**Dataset records**
--
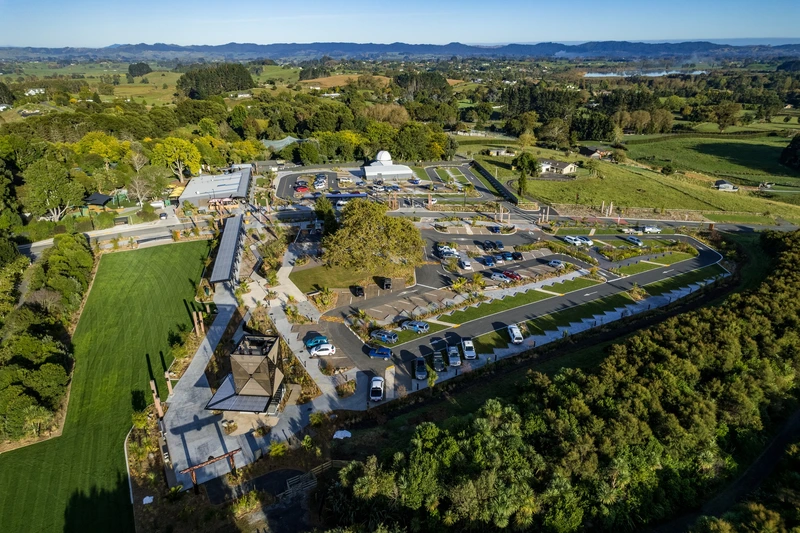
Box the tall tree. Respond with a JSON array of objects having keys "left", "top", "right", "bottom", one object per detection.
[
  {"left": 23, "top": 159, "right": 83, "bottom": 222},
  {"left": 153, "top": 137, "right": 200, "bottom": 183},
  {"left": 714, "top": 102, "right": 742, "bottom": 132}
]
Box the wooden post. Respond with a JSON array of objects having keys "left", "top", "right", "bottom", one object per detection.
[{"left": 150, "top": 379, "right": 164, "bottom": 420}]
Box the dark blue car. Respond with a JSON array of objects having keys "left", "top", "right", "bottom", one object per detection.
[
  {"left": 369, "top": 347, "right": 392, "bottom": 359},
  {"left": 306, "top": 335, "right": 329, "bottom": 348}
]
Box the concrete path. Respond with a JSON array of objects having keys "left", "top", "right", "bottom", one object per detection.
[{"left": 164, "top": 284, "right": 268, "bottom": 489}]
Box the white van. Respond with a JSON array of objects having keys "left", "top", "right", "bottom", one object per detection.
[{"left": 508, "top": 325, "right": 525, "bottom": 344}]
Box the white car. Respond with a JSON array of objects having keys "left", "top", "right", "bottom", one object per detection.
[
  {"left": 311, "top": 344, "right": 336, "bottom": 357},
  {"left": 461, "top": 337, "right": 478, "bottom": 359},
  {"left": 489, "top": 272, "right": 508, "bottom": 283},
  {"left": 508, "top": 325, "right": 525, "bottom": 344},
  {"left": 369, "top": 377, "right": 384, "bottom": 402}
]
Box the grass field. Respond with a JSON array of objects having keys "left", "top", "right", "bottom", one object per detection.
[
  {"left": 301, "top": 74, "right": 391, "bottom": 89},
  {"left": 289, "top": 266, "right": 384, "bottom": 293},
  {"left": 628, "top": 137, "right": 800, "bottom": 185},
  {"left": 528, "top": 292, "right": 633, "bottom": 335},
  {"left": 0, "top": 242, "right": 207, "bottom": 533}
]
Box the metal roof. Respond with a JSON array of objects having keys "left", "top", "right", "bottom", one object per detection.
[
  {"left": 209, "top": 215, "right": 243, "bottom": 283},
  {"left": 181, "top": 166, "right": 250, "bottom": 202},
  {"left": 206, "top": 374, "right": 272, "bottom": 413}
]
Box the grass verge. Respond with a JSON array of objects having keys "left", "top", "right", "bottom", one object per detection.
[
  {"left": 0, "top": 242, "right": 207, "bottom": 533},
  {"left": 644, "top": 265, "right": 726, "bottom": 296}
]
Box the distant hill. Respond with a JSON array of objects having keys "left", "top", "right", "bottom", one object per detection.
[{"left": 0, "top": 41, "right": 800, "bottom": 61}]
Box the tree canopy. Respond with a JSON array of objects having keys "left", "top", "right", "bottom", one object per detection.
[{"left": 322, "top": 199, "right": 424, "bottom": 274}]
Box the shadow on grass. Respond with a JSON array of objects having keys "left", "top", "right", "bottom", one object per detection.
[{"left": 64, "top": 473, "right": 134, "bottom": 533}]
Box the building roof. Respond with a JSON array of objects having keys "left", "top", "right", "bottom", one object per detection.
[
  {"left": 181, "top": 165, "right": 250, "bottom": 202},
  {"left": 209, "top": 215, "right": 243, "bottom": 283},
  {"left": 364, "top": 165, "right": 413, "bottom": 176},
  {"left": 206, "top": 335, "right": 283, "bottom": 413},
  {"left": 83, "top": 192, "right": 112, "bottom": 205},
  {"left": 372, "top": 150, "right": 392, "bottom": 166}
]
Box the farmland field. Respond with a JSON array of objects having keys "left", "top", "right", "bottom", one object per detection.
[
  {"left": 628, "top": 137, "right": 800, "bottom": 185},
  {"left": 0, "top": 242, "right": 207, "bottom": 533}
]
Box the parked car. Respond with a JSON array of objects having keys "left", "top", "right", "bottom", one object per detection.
--
**What is expected**
Starting with the line that contains "Box the metal", print each line through the last one in the listing. Include both end lines and add nothing.

**Answer to this task**
Box the metal roof. Respond with a JSON array of objects having keys "left", "top", "right", "bottom", one object per detection.
[
  {"left": 209, "top": 215, "right": 243, "bottom": 283},
  {"left": 181, "top": 166, "right": 250, "bottom": 202},
  {"left": 206, "top": 374, "right": 272, "bottom": 413}
]
Box the grass verge. Respond with a JSON array of objects having keys "left", "top", "right", "bottom", one object per detection.
[
  {"left": 0, "top": 242, "right": 207, "bottom": 533},
  {"left": 644, "top": 265, "right": 726, "bottom": 296}
]
Box the distant hill. Respond with a JSON array of objects having keys "left", "top", "right", "bottom", one object per detection.
[{"left": 0, "top": 41, "right": 800, "bottom": 61}]
Box the tree canopy. Respond with a JSON array of objects having keys "left", "top", "right", "bottom", one object per detection.
[{"left": 322, "top": 199, "right": 424, "bottom": 274}]
Box the shadow on grass. Respond with a JSON array of objects having keys "left", "top", "right", "bottom", one object per detection.
[{"left": 64, "top": 473, "right": 134, "bottom": 533}]
Box the building roof. Respond with a JSON array of objects having keys "left", "top", "right", "bottom", one object per detection.
[
  {"left": 181, "top": 165, "right": 250, "bottom": 202},
  {"left": 209, "top": 215, "right": 243, "bottom": 283},
  {"left": 364, "top": 165, "right": 413, "bottom": 176},
  {"left": 206, "top": 335, "right": 283, "bottom": 413},
  {"left": 83, "top": 192, "right": 112, "bottom": 205},
  {"left": 372, "top": 150, "right": 392, "bottom": 166}
]
Box the farmland field. Respond with a JSON array of objects having keys "left", "top", "right", "bottom", one object per detection.
[
  {"left": 628, "top": 137, "right": 800, "bottom": 185},
  {"left": 0, "top": 242, "right": 207, "bottom": 533}
]
Box the parked car. Respond with a JSON array of objects having keys "left", "top", "right", "bottom", one object per detection.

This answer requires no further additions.